:: TASK DATA

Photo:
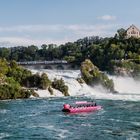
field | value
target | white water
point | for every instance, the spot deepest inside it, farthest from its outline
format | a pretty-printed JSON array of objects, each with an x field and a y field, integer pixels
[{"x": 128, "y": 88}]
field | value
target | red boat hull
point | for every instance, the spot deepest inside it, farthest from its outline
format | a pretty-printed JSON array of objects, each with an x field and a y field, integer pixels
[{"x": 70, "y": 109}]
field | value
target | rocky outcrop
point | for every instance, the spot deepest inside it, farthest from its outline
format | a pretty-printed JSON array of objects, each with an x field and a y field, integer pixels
[{"x": 93, "y": 76}]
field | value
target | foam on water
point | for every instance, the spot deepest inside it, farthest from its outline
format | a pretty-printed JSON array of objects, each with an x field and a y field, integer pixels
[{"x": 128, "y": 88}]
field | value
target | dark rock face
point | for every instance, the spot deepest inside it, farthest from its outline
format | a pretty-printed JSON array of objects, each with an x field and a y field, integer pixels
[{"x": 93, "y": 76}]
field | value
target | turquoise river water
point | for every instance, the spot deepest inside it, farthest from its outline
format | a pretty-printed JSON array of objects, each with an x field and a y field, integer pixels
[{"x": 42, "y": 119}]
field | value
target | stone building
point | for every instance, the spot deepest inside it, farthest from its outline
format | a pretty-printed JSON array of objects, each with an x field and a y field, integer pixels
[{"x": 132, "y": 31}]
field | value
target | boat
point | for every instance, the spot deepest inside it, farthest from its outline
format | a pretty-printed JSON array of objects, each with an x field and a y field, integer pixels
[{"x": 81, "y": 106}]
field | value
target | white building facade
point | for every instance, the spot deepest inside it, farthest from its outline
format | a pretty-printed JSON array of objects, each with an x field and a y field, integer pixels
[{"x": 133, "y": 31}]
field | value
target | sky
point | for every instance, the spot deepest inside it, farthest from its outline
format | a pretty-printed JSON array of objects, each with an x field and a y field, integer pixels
[{"x": 27, "y": 22}]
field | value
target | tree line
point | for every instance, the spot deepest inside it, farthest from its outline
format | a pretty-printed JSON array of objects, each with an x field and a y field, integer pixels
[{"x": 101, "y": 51}]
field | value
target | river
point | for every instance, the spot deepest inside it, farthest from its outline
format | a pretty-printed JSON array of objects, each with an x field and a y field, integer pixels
[{"x": 42, "y": 118}]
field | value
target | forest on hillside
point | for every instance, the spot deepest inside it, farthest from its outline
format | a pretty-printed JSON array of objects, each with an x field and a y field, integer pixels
[{"x": 105, "y": 53}]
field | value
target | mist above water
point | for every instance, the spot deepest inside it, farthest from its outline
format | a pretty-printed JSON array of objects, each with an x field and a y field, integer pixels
[{"x": 128, "y": 88}]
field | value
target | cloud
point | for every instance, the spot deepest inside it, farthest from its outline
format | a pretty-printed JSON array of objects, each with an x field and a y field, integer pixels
[
  {"x": 57, "y": 34},
  {"x": 107, "y": 17}
]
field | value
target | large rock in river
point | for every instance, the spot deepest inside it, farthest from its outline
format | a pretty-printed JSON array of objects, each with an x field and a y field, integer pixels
[{"x": 93, "y": 76}]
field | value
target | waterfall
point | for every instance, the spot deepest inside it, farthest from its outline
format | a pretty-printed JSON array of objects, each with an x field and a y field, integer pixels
[{"x": 128, "y": 88}]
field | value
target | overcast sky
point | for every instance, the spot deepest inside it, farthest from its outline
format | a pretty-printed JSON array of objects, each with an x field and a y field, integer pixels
[{"x": 26, "y": 22}]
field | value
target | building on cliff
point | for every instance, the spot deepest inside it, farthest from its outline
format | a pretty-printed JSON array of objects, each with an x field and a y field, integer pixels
[{"x": 133, "y": 31}]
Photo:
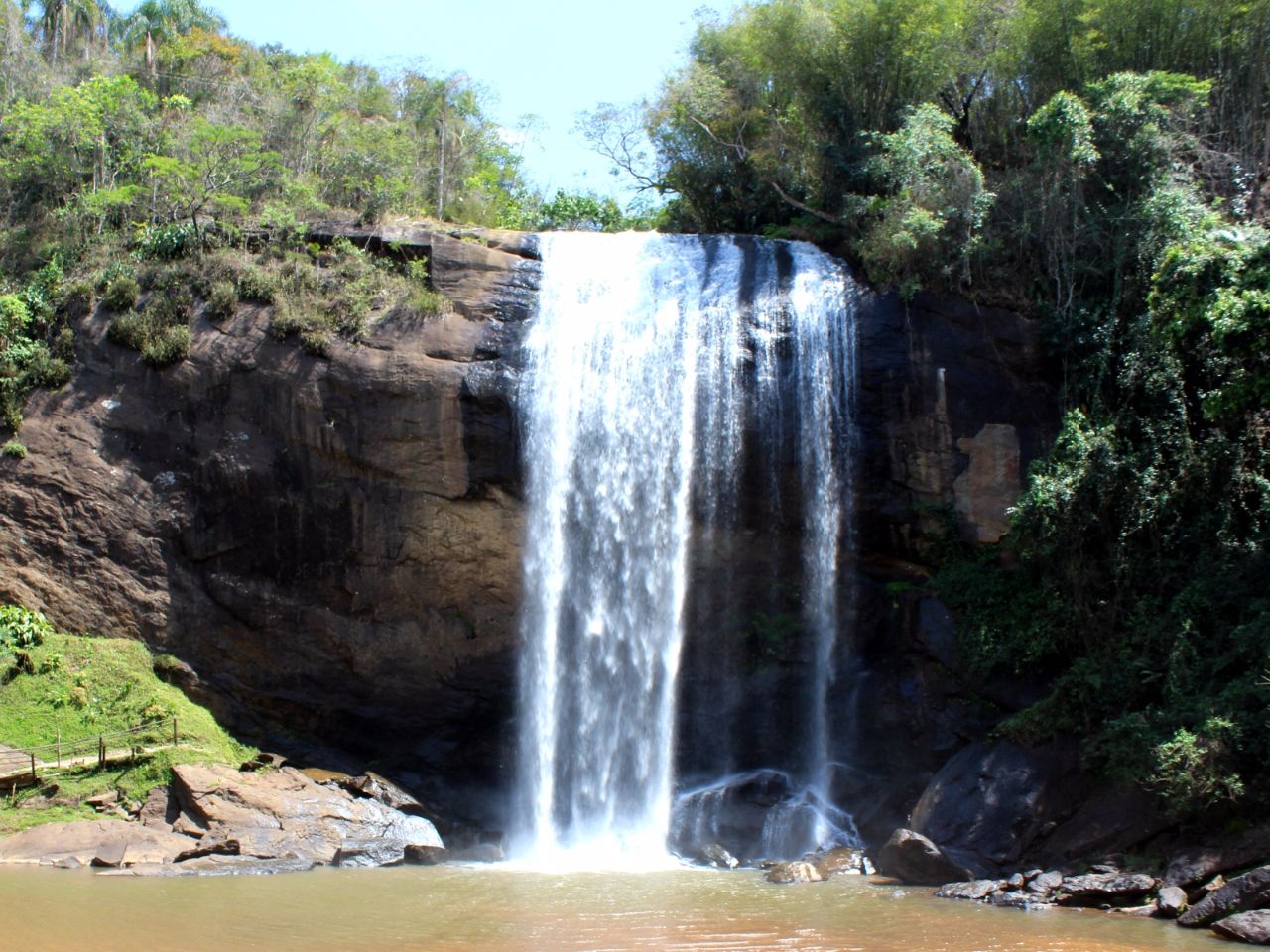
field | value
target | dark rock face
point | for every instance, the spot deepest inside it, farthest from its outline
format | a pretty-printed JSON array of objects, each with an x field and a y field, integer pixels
[
  {"x": 912, "y": 858},
  {"x": 1252, "y": 928},
  {"x": 1242, "y": 893},
  {"x": 335, "y": 546},
  {"x": 987, "y": 805}
]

::::

REQUIRED WORK ::
Please reproduce the entries from above exactly; images are not part of the copy.

RESPONSE TO THIS TASK ::
Photo:
field | value
target | white water
point | for every instance, the spot deepest inside it, farthest from its outline
format | a pretty-printed JSON array of objects, each with an x field and a y field, integer pixels
[{"x": 128, "y": 88}]
field | value
target | red boat hull
point | for every instance, the spot deepest inside it, farthest from its outline
format | a pretty-printed JSON array of objects, each with an x field and a y field, integer pixels
[{"x": 70, "y": 109}]
field | value
target | rocky outcrop
point | for every instance, the spot deepest inside it, farthest from its outline
format | a pretty-printed JSON array of objects, each with an x field and a y field, integer pixels
[{"x": 93, "y": 76}]
field | value
target | foam on water
point | for every instance, the spot deepest inside it, farthest from its outline
format | a pretty-printed JSON array of objects, each with an x field and a y field, integer pixels
[{"x": 128, "y": 88}]
field | value
target | dark rock face
point | for every instance, the spot deepest inside it, farthest from its outline
format | a pretty-printed JSON array of objects, each with an x field and a y field, integer pixels
[{"x": 93, "y": 76}]
field | value
target | turquoise river water
point | for every instance, the spot deepest inside it, farthest from its outline
format | a pretty-printed JSON array of objects, each with an x field and a y field, integer pixels
[{"x": 42, "y": 119}]
field | value
target | stone building
point | for every instance, the spot deepest inside it, farthest from its outline
format | a pretty-printed JSON array of objects, each with an x field and a y field, integer pixels
[{"x": 132, "y": 31}]
field | value
target | boat
point | for every instance, the spot deepest inside it, farthest from its outline
format | a pretty-printed JSON array of objects, each with an x field and a y field, integer pixels
[{"x": 81, "y": 106}]
field | value
target | white building facade
point | for every instance, the spot deepest inside it, farthest from its outline
format | a pretty-printed JSON array of objects, each with an x field and a y field, integer pixels
[{"x": 133, "y": 31}]
field | value
target | sky
point | for every instance, the spot deepest inside it, farthest from its outline
format | a pretty-printed JSON array of objects, each with an x field and a y field, integer pixels
[{"x": 27, "y": 22}]
field | value
target | tree line
point | for every instance, the spot deepest inside it, farthest from its outline
format | a pretty-printed JSON array of objects, each with an x field and a y field, integer pixels
[{"x": 101, "y": 51}]
field | value
target | river
point | for every instance, the spot deepest inside it, farthest from its outline
format | a pretty-printed JSON array of objects, each with an x field and a y field, integer pixels
[{"x": 42, "y": 118}]
field | value
target | forest on hillside
point | for every instance, the spot deepest inside it, farthest from its outline
format | a pretty-printed JSON array of objects, each with an x field and a y field, integer pixels
[{"x": 105, "y": 53}]
field | value
target | mist above water
point | for every instance, the spot deepest inside it, farthest from its outline
format | a pretty-printed JSON array of objects, each with an x field and a y field, integer pixels
[{"x": 128, "y": 88}]
field | value
target | cloud
point | for every instance, the spot deepest inside it, farthest from its outline
format | a pretty-printed JSON array of objects, each with an x field and a y field, integer pixels
[
  {"x": 57, "y": 34},
  {"x": 107, "y": 17}
]
field | value
target | large rock in river
point | for every instance, the spot deepest inside it, farthest from its outline
format | a pretty-printed JSON array of objects, each with an x field and a y field, integer pixels
[{"x": 93, "y": 76}]
field | value
target | waterfall
point | for every instance, the spot deepest inside it, farthest from its outline
format | a pretty-printed JSON array of objects, each with an x field and a y field, integer pixels
[{"x": 128, "y": 88}]
field | value
target | overcast sky
point | for every instance, the spot deepest inside it, farthest from its outline
format | a pretty-printed JSON array of objects, each with an x field and a y field, integer pixels
[{"x": 26, "y": 22}]
field | value
target | building on cliff
point | for every instance, the spot deepest inside it, farthest from its outline
format | a pretty-printed JSON array of objects, each with an x field and a y field, integer pixels
[{"x": 133, "y": 31}]
Photo:
field | value
target | dark rock face
point | for every instance, the spot deepest inside it, farthest from its outline
format | a pretty-printed JSON array of objects, each with an x field and a y field, integer pixels
[
  {"x": 912, "y": 858},
  {"x": 1252, "y": 928},
  {"x": 1242, "y": 893},
  {"x": 335, "y": 546},
  {"x": 987, "y": 805}
]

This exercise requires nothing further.